* TASK DETAILS
Continue the text below describing a counselling style, starting after its last sentence.

* SELECTED TEXT

My Counselling Style
My counselling style is approachable, empathic and insightful. I know how important it is to feel that your counsellor ‘gets’ you, and is able to bear anything you wish to share with them. I believe the counsellor/client relationship should be a creative partnership in which we work together to understand why you feel the way you do, to explore how you could change and, in time, to accept or mourn for those things which cannot be changed.
As your counsellor, my role is not to give you advice or tell you what I think you should do, nor is it simply to offer sympathy or reassurance. It is to help you to understand what has made you the person you are, to recognise how your past experiences have shaped you, and explore how this has affected your way of relating to others. I would do this by encouraging you to talk about your feelings, your relationships, your memories, and perhaps your dreams. There is nothing that cannot be talked about in counselling, and sometimes profound insights can come from seemingly trivial memories or incidents.
Whatever you tell me, I will listen carefully and respond thoughtfully. I might offer interpretations, make observations, or suggest links with other experiences you have described. If I think it will be beneficial to the work, I might gently challenge something you have said, or sometimes I might say nothing and sit in silence with you. If managed sensitively, silence can be a creative opportunity to think and reflect together.
Counselling is a journey which is unique to every client. As counsellor it is my role to be with you on that journey, not to tell you what your destination should be or which route to take.

* MATERIAL PROVIDED
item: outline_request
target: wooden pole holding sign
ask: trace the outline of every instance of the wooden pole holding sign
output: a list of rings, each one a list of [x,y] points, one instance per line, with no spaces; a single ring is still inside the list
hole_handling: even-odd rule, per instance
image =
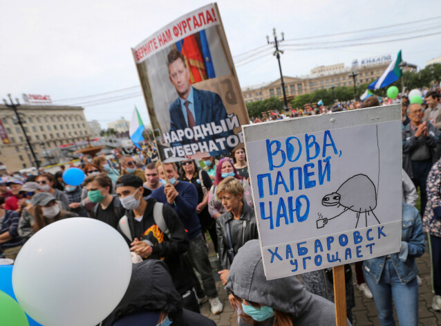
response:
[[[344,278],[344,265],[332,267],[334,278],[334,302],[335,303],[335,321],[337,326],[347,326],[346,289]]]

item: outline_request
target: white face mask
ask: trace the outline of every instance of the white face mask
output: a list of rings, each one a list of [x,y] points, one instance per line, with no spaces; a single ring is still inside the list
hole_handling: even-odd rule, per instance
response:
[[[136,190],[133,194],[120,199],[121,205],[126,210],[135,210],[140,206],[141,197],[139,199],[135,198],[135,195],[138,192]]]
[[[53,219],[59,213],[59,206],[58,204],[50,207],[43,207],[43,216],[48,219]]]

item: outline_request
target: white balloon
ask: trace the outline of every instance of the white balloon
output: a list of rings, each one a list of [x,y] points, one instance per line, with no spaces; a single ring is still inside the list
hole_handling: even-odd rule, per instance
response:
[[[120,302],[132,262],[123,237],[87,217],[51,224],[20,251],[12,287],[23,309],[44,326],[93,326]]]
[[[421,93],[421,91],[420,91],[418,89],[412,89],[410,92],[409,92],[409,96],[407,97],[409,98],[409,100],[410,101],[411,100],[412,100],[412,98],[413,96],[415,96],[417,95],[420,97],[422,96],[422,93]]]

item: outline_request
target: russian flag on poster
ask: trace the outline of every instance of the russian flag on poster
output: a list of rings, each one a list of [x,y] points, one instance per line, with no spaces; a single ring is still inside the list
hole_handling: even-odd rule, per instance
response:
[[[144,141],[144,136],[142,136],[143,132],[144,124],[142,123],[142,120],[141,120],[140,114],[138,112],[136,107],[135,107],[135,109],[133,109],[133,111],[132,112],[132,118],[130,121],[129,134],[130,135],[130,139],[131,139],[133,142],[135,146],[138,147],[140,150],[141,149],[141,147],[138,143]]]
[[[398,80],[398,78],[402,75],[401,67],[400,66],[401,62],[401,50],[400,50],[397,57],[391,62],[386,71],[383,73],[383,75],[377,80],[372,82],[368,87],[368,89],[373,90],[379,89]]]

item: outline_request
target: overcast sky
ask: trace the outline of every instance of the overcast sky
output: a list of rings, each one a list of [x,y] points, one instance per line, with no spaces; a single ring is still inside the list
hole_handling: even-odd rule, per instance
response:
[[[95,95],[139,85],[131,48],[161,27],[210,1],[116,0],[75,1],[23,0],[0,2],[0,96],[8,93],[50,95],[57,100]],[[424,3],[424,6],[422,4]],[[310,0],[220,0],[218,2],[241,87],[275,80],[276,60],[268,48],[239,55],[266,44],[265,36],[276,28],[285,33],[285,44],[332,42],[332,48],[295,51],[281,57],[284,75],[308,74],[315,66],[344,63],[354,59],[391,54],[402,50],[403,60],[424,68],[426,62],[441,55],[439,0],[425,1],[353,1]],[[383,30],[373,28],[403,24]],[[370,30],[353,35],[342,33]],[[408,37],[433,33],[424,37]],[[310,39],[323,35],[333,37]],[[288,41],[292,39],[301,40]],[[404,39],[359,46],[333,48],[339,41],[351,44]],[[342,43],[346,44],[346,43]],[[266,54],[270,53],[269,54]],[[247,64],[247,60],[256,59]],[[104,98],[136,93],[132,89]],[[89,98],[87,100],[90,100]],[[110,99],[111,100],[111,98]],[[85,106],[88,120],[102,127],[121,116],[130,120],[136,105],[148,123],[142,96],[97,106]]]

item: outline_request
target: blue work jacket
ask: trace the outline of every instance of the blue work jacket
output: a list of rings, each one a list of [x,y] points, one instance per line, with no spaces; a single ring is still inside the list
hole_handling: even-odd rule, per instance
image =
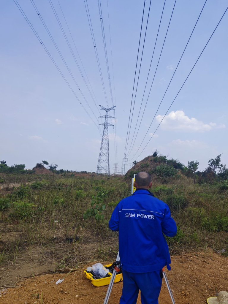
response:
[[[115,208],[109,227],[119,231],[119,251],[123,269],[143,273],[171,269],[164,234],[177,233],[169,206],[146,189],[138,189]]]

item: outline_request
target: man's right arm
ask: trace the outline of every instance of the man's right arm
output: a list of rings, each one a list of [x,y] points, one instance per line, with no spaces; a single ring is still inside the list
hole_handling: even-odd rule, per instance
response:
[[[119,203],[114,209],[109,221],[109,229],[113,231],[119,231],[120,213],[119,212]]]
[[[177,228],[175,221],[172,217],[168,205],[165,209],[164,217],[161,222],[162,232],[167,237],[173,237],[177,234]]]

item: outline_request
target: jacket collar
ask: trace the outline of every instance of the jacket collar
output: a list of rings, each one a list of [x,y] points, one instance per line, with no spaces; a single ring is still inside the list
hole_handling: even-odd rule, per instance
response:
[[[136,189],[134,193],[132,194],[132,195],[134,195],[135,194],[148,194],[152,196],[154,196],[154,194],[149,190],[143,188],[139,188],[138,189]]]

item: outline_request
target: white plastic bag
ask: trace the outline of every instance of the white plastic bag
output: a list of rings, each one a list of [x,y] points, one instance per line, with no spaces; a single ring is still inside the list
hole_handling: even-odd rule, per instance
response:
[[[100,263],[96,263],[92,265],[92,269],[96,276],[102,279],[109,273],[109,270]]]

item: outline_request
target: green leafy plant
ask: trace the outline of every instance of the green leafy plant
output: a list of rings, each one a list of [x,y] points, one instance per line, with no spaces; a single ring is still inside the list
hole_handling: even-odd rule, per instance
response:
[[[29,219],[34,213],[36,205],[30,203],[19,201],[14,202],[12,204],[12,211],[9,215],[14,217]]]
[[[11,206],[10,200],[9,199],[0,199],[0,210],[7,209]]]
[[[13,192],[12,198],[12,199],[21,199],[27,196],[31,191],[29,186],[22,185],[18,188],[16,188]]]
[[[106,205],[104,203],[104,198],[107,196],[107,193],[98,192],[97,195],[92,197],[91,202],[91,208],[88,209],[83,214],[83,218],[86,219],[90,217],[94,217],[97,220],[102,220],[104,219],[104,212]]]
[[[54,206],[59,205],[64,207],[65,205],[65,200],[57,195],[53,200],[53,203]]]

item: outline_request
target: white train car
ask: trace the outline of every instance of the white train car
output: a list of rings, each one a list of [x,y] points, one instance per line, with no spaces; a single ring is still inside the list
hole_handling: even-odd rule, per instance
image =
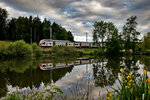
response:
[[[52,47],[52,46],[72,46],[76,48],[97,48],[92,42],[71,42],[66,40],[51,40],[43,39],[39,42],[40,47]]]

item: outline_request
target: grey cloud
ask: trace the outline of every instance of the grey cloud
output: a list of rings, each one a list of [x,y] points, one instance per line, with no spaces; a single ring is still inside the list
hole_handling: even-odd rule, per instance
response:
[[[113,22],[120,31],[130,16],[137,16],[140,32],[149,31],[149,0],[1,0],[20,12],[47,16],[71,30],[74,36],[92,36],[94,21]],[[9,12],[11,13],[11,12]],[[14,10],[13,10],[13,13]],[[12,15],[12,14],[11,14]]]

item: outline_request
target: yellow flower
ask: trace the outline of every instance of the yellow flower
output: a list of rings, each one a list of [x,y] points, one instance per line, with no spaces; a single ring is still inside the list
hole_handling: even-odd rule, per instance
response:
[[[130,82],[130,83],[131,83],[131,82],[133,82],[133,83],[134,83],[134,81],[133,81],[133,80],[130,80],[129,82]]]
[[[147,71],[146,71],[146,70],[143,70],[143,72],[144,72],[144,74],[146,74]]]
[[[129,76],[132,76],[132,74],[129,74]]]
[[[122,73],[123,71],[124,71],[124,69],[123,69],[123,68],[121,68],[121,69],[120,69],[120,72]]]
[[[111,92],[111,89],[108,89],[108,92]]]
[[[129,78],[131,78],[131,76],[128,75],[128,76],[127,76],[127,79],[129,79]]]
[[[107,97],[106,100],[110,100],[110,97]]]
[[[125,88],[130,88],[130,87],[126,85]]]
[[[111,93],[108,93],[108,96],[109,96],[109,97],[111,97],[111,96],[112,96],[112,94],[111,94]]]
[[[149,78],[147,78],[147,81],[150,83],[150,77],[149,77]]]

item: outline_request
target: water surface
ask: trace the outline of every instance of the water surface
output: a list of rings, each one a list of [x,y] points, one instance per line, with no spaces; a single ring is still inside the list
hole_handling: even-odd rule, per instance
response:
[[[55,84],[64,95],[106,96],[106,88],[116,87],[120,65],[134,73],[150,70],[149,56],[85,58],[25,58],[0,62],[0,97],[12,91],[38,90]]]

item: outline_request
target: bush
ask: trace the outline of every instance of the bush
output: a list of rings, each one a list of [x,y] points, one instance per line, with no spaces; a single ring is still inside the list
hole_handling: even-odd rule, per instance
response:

* ANSWER BOX
Qualifications and Experience
I have completed a rigorous five-year training through the Counselling Foundation, consisting of Foundation Certificate, Diploma and Advanced Diploma in Psychodynamic Counselling. This training programme is accredited by the British Association of Counsellors and Psychotherapists (BACP).
A vital part of my training has been to undergo psychotherapy myself, to better understand my own unconscious processes and develop my self-awareness. I know how it feels to be a client, and that it is not easy to consider sharing your private thoughts and feelings with a stranger, and I am always mindful of your need to feel safe enough to do so with me.
In addition to my private practice, I spent six years working for a charitable counselling agency, where I worked with both long- and short-term clients, and also assessed new clients for suitability for therapy. I have also worked as a grief counsellor for a bereavement charity.
As a registered member of the BACP I am bound by its Ethical Framework, am committed to ongoing professional development, and receive regular clinical supervision.